* EXERCISE DESCRIPTION *
Please give the lines of the data from the line with "Objective — drop a marker on each instance of the upper" up to and including the line with "[[272, 49]]" as a JSON list of strings, one string per line, with blank lines left out.

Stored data
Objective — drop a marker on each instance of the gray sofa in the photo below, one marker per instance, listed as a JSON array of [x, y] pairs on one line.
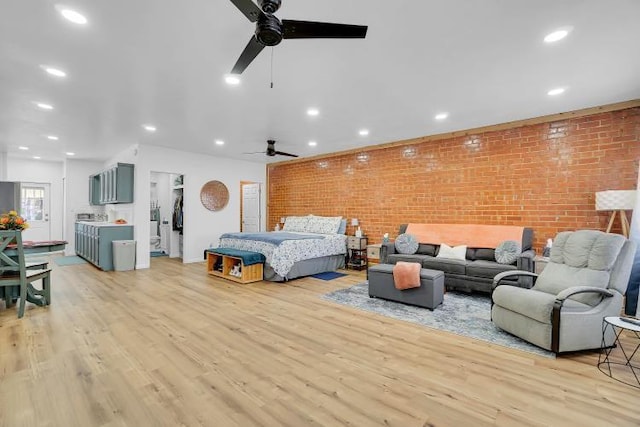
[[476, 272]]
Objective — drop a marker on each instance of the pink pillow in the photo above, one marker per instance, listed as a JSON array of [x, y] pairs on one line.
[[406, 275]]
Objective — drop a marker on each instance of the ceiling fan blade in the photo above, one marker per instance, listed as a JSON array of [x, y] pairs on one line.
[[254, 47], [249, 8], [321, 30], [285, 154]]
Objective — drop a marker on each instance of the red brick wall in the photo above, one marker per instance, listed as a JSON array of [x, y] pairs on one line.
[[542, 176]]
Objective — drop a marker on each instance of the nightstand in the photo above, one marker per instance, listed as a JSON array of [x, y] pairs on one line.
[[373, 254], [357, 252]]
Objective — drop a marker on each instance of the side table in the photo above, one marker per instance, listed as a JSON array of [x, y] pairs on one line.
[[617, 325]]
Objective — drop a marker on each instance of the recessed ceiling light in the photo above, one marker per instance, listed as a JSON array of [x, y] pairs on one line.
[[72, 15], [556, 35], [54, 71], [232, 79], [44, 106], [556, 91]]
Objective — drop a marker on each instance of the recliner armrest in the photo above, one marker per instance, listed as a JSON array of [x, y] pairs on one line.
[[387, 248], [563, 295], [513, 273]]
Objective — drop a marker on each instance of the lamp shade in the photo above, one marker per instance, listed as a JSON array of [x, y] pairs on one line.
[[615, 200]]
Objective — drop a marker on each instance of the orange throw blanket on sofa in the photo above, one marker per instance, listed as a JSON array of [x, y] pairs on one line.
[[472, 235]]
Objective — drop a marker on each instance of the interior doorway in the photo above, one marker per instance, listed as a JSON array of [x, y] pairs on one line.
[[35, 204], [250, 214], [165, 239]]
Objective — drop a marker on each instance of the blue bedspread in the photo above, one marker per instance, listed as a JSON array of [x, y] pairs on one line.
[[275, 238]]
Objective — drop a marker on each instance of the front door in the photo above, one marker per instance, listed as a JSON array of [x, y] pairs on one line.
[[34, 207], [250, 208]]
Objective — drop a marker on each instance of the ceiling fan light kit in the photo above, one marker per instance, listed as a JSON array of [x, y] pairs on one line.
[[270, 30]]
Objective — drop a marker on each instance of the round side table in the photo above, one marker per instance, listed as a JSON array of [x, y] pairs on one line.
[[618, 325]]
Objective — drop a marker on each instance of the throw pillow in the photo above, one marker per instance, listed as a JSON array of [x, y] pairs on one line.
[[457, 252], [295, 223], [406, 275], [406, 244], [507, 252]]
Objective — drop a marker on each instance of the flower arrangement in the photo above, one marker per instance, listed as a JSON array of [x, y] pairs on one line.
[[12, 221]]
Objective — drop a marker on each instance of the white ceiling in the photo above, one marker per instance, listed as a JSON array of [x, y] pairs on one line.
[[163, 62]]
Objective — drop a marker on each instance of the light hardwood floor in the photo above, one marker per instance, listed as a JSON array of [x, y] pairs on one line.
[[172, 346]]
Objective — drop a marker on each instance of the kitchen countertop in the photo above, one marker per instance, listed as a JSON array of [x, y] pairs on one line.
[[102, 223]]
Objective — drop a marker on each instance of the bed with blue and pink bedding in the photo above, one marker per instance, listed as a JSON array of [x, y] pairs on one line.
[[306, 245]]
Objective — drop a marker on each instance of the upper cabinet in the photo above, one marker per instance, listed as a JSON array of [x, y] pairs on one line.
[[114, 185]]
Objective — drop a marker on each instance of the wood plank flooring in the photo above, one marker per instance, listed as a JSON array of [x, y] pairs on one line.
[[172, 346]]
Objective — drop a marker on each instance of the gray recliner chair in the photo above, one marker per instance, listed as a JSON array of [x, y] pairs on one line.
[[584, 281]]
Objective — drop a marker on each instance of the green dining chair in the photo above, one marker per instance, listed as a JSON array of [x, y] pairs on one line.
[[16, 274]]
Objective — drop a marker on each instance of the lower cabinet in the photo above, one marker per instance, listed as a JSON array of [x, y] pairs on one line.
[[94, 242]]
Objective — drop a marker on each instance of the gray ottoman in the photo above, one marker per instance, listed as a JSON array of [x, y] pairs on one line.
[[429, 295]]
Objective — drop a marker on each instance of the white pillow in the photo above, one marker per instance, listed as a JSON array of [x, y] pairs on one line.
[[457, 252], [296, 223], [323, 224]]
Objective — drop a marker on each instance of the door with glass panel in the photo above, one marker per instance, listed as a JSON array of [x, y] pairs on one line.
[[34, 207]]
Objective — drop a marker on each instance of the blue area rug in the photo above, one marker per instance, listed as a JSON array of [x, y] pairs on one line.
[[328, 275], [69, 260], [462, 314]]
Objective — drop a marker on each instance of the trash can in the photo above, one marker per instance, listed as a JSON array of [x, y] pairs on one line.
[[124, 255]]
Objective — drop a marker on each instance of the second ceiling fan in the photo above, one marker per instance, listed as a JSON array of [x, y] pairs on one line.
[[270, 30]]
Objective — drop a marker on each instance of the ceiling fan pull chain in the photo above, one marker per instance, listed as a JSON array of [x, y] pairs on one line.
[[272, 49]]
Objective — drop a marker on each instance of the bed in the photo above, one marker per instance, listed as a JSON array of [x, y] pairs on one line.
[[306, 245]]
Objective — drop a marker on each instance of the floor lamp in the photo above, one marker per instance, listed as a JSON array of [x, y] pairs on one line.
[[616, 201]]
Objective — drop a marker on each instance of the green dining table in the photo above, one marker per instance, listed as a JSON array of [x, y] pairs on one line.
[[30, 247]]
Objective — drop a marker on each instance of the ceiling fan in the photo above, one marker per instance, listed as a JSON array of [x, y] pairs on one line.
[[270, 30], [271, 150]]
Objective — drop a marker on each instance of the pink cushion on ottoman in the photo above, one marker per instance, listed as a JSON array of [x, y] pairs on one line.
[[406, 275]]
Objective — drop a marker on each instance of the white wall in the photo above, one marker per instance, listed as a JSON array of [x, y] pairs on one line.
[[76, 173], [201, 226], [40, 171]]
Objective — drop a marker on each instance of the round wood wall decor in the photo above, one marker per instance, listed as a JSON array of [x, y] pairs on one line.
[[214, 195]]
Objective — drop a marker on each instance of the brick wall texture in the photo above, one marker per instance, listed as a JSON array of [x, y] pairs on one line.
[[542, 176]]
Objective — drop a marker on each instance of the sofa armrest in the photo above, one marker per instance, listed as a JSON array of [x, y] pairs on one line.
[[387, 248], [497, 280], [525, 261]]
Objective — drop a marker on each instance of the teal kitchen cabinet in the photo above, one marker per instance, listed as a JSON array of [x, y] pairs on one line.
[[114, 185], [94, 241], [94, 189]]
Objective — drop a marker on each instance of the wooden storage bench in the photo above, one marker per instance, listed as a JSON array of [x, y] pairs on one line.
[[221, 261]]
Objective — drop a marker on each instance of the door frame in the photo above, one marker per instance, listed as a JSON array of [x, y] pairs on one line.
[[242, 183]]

...

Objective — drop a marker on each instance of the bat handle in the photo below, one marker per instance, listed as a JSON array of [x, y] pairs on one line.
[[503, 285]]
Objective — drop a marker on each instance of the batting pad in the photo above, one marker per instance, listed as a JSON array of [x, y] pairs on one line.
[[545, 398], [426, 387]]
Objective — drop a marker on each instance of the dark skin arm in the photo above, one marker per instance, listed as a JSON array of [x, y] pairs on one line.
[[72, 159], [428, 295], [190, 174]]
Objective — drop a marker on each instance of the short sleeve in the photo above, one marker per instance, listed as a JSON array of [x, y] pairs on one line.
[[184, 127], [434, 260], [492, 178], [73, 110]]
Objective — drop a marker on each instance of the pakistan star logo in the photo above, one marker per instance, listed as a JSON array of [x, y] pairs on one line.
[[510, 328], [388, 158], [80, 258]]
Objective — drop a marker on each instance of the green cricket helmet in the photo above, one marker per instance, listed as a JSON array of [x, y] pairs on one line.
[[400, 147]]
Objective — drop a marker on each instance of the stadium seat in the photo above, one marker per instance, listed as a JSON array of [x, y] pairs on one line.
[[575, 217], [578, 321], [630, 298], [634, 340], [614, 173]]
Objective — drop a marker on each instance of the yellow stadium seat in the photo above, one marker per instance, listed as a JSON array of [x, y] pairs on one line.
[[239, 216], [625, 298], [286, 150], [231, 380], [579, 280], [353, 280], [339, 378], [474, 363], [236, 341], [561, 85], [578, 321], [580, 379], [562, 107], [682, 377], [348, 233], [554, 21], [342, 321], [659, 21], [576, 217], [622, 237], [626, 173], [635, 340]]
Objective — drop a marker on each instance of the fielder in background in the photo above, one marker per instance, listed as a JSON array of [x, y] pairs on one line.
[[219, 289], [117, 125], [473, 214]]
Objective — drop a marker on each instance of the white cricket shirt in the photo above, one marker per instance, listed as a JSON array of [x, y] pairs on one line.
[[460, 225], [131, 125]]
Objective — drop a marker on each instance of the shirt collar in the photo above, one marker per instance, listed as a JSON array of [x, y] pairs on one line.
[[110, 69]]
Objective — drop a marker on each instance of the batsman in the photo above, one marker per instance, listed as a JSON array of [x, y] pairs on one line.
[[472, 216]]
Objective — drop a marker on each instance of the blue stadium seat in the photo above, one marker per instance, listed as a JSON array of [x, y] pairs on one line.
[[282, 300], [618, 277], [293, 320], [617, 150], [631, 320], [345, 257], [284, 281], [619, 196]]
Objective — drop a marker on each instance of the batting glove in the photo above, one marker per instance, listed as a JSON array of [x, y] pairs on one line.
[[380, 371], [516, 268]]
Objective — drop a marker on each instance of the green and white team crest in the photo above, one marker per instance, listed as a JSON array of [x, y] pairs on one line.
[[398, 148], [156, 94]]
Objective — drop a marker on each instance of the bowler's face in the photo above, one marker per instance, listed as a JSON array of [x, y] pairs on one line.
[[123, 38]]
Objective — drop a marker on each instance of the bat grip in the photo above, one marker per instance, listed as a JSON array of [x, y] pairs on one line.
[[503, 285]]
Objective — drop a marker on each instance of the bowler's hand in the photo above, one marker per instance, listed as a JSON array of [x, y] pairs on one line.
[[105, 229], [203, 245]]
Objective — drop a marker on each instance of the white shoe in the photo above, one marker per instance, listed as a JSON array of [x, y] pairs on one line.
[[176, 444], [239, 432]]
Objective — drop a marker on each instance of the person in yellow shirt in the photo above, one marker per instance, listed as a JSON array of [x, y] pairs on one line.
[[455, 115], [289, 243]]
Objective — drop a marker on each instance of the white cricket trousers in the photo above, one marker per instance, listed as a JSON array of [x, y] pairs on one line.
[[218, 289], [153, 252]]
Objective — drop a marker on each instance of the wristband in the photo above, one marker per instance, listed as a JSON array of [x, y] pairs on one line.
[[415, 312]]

* RESULT OF THIS EXERCISE *
[
  "Objective — drop a marker on each instance of the upper cabinet in the photo above, one marker per instance, listed as a JSON array of [x, y] pairs on one line.",
  "[[114, 185]]",
  "Objective — drop a marker on each instance of the wood plank flooring in the photo above, one marker per instance, listed as a JSON array of [x, y] pairs on one line.",
  "[[172, 346]]",
  "Objective — drop a marker on each instance of the gray recliner chair in the photo above, one marker per instance, listed as a JSON array of [x, y] pairs on one line.",
  "[[584, 281]]",
  "Objective — drop a marker on each instance of the green dining chair in the photo above, one marker per instance, listed as a JSON array of [x, y] pairs on one line.",
  "[[16, 274]]",
  "Objective — drop a marker on each instance of the lower cabinet in the photo above, one marker per instance, listed as a JSON array of [x, y] pairs on one line.",
  "[[94, 242]]",
  "Objective — drop a marker on each instance of the gray ottoman in the photo above, one marker per instance, listed as a JSON array of [x, y] pairs on one line.",
  "[[429, 295]]",
  "Objective — drop a marker on each instance of the white pillow in the photo above, one marker per instance, listed as a JSON array of [x, y] pairs on one line.",
  "[[457, 252], [296, 223], [323, 224]]",
  "Objective — drop a marker on each instance of the door with glass panel in the photo above, one marker per instance, listed as a JSON array of [x, y] pairs on one line.",
  "[[34, 207]]",
  "Objective — drop a marker on each instance of the blue area rug in the photo above, one marker per instance, listed as a JSON array of [x, y] pairs on one line.",
  "[[328, 275], [69, 260], [462, 314]]",
  "Objective — drop a marker on each instance of the trash can in the photo above, one marker per instance, listed as a JSON array of [x, y] pairs on one line.",
  "[[124, 255]]",
  "Objective — drop a marker on each instance of the second ceiling fan in the photo above, one marker per instance, listed as a JSON array of [x, y] pairs on one line.",
  "[[270, 30]]",
  "Objective — drop a marker on each instance of the ceiling fan pull chain in the photo above, one marker per instance, listed as a JSON array of [x, y] pairs on one line.",
  "[[272, 49]]"
]